● Source extract:
Tyler Ley: We've been working hard on the Tula curve for a lot of different things to make that tool an even better mixed design tool. Make it a tool that can predict the amount of like the, the. amount of cement you need, the amount of water you need, think things like that to make it like a [00:28:00] complete mixed design tool.

Tyler Ley: And that's been awesome and fun. We've got a way to measure curing in real time so we can measure water content in the fresh, concrete, kinda as it moves. Okay. That's been really awesome. And our 3D printing is getting better and better all the time. And we're gonna 3D print a building.

Tyler Ley: This summer on the campus of Oklahoma State University. Now it's not a massive building, okay. It's a storage building. But it, we're gonna 3D print a building with ready mix concrete using large aggregate, one inch maximum nominal size aggregate. And we're gonna be printing round rebar with a vehicle mounted 3D printer.

Position annotation records:
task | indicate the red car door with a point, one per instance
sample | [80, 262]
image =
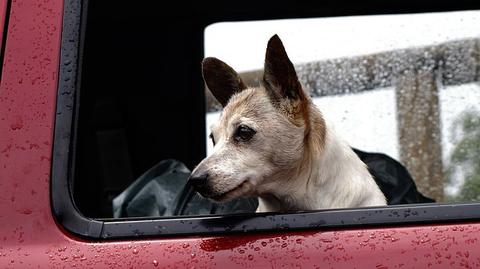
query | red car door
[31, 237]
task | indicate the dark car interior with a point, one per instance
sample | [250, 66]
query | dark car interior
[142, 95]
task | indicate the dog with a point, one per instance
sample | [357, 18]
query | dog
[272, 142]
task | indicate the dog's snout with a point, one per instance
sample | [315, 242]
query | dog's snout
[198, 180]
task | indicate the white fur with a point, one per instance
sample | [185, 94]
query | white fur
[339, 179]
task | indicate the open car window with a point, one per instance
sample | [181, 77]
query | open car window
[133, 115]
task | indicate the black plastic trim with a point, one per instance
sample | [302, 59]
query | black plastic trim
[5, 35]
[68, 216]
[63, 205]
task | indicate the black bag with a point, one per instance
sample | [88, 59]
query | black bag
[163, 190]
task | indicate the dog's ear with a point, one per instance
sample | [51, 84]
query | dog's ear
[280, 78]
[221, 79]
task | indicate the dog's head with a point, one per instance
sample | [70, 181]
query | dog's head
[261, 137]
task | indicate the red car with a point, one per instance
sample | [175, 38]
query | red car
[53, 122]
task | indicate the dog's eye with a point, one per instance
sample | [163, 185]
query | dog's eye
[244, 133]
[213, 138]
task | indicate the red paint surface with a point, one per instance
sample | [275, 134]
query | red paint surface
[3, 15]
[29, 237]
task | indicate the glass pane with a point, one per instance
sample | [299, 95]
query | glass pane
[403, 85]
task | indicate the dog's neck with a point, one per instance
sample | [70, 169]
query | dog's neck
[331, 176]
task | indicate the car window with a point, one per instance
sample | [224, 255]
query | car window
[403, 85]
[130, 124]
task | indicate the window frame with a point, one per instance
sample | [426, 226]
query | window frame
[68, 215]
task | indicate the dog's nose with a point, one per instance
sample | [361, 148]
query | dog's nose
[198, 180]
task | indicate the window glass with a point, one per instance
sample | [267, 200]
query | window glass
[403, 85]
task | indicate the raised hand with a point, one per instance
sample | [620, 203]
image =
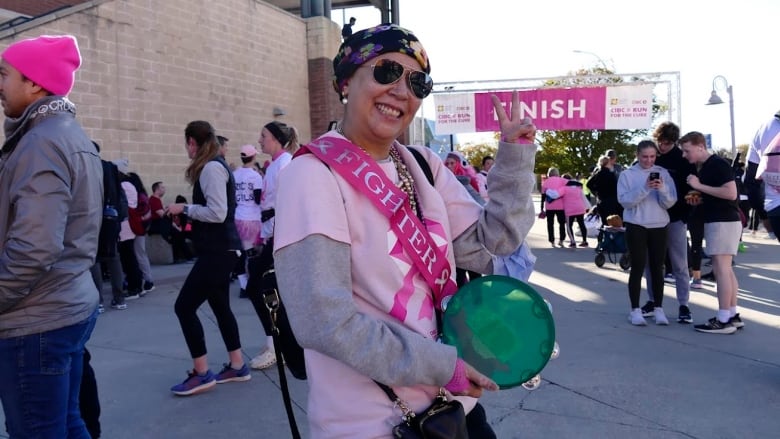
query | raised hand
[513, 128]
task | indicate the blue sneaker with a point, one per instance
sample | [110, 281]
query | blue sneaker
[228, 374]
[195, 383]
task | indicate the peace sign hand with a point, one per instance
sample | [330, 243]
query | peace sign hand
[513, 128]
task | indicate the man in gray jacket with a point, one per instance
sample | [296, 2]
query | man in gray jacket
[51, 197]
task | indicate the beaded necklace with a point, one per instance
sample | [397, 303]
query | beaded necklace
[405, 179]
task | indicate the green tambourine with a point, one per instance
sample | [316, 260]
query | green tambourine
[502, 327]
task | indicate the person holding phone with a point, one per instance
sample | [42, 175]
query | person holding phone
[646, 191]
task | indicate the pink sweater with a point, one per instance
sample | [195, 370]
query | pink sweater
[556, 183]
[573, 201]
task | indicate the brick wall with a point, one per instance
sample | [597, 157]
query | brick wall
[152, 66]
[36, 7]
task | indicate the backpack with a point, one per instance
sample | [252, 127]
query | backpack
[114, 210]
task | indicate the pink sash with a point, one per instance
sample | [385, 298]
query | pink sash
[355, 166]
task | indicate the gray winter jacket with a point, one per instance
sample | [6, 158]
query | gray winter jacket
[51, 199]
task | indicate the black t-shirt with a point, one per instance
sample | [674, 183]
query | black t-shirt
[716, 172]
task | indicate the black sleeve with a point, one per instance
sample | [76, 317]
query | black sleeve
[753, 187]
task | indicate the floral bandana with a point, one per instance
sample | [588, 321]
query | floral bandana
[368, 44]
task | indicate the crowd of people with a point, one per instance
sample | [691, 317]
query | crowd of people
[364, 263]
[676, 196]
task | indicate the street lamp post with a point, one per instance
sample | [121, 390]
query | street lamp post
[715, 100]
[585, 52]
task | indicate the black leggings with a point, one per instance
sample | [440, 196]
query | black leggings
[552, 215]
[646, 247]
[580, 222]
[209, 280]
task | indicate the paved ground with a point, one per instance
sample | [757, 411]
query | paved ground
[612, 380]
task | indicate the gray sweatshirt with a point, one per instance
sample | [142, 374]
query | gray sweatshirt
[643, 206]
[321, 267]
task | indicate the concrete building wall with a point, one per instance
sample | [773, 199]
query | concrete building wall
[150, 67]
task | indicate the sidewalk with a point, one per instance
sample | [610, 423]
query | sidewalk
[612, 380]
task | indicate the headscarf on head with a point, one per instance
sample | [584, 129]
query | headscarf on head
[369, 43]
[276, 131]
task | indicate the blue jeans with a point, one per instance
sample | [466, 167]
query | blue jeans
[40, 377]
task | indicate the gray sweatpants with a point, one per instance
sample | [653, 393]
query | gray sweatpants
==
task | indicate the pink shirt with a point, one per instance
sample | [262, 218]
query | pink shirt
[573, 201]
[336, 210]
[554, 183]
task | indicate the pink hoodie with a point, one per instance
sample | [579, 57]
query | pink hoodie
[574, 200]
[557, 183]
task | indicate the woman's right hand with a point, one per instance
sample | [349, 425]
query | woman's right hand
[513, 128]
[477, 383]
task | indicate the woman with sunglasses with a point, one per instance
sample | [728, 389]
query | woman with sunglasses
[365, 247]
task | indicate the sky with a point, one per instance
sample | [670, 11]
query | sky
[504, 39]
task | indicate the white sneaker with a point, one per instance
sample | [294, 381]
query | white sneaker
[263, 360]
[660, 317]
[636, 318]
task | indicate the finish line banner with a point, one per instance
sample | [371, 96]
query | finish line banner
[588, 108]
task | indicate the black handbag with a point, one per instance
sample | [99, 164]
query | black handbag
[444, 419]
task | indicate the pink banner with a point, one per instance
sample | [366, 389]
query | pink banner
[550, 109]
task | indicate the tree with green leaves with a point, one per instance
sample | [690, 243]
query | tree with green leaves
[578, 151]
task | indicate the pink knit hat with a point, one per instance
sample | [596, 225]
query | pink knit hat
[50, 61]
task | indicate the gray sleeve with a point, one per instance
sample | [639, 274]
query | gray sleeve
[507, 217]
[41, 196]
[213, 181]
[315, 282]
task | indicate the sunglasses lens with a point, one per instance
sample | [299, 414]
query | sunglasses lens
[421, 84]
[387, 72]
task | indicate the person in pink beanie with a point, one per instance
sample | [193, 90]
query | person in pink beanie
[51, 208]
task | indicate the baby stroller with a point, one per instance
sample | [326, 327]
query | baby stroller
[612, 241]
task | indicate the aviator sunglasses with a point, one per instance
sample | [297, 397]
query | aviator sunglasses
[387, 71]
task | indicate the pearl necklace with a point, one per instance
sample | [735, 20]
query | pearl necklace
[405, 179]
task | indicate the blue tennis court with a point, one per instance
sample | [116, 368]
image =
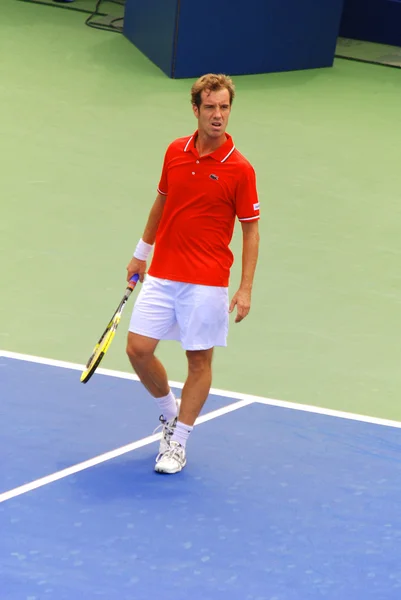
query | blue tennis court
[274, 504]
--
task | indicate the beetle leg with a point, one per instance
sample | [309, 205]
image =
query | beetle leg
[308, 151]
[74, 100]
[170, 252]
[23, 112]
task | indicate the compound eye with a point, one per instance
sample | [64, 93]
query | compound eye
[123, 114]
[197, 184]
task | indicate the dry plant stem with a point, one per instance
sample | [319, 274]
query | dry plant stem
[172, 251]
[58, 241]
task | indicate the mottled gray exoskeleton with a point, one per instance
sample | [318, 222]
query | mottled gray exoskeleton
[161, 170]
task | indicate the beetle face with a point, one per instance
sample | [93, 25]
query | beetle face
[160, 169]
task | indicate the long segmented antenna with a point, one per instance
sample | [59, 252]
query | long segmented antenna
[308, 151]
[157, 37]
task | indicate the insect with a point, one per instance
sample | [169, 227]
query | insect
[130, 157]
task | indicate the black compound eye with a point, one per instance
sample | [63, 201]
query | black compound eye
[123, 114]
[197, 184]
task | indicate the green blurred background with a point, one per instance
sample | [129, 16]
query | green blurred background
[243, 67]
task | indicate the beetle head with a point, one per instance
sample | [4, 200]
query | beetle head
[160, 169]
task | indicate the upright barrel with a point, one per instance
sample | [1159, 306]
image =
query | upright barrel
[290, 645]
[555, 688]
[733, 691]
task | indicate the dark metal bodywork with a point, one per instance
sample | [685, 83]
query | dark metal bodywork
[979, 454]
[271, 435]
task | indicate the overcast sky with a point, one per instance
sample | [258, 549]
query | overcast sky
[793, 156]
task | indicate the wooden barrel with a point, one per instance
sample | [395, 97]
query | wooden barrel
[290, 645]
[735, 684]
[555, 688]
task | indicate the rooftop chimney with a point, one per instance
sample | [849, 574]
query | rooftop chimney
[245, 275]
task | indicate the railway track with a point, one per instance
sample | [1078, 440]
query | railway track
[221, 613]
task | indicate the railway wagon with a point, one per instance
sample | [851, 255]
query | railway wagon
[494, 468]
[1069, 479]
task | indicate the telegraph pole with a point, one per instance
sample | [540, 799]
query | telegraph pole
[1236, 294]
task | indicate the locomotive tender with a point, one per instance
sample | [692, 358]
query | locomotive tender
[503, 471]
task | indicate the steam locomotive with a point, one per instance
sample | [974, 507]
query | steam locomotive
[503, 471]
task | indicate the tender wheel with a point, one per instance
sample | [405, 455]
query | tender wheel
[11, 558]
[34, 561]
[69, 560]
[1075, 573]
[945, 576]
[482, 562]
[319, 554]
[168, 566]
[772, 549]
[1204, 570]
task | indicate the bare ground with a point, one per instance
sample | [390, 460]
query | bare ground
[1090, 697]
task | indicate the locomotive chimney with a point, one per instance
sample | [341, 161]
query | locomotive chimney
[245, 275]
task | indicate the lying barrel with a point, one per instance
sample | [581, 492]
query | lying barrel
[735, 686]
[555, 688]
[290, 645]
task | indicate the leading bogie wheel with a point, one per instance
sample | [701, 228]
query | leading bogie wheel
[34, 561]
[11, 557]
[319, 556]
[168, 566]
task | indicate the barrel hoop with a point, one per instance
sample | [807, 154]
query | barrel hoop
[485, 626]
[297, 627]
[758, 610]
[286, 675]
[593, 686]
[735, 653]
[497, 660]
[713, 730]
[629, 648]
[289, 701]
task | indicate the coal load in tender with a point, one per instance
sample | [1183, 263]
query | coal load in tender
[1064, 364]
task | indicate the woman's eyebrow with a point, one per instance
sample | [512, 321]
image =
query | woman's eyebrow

● Objective 1:
According to the transcript on concrete research, why has the team been working on the Tula curve?
● Objective 2:
In the transcript on concrete research, what maximum nominal aggregate size will be used to 3D print the building?

● Problem solution 1:
They want to make it an even better mixed design tool. It would predict quantities such as the amount of cement and water needed, turning it into a complete mixed design tool.

● Problem solution 2:
One inch.